Task to carry out: Reproduce each line below without any alteration.

(Stored data entries)
╔══

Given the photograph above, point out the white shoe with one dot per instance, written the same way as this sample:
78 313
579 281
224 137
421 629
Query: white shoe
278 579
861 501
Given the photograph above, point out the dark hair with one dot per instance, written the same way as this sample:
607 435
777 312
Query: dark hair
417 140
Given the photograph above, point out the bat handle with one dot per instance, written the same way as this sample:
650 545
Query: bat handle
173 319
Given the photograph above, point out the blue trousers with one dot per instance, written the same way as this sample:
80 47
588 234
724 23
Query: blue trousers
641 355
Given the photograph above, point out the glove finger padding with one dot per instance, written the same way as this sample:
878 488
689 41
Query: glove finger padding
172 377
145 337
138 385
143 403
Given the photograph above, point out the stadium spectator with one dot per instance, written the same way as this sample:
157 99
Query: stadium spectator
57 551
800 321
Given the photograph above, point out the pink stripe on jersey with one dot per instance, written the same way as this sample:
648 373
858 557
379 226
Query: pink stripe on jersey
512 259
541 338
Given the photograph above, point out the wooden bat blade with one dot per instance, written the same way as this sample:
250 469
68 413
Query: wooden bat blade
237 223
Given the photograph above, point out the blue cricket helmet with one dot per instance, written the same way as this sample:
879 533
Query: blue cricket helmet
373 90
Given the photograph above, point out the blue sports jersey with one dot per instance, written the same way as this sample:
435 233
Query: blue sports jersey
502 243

╚══

Output for this exercise:
Given the photograph above, point out the white shoe with one dot per instance, written the same way as this sample:
78 313
579 281
224 137
421 629
Query: white shoe
278 579
861 501
Given the photograph above, point out the dark hair with one dot per instance, written the same way as this sample:
607 435
777 312
Query: dark hair
417 140
Given the photograph above, point out the bat handle with one dot per instance, written the same way as this sample:
650 545
Query: bat handle
173 319
Given the photograph above, point out the blue trousers with one dot per instance, written the same way as this sample:
80 47
588 234
724 23
Query: blue trousers
641 355
Given the photograph above, point out the glove finger padding with one dot per instance, written the same way as this sample:
878 488
689 41
Query: glove finger padding
172 377
145 337
138 385
143 403
Given the photograph above, point out the stadium spectator with one dot per instance, written the same way as this sample:
157 99
Query: stadium spectator
57 551
800 321
Given the photograph above, point out the pink stripe on jersey with one dot per instance, written the same way as this sample:
648 373
858 557
379 226
Query: pink stripe on jersey
512 259
541 338
Given the photograph above, point out the wooden bat blade with one dot per instance, written the same way as this sample:
250 469
68 413
Query: wooden bat blade
237 223
Given the photograph above, point out the blue cricket helmet with one dot per instance, written the same way as this sample:
879 533
Query: blue cricket helmet
373 90
Given the photograph above, point out the blue sports jersey with one dot per instance, written the same way as this sample:
435 233
Query: blue sports jersey
502 243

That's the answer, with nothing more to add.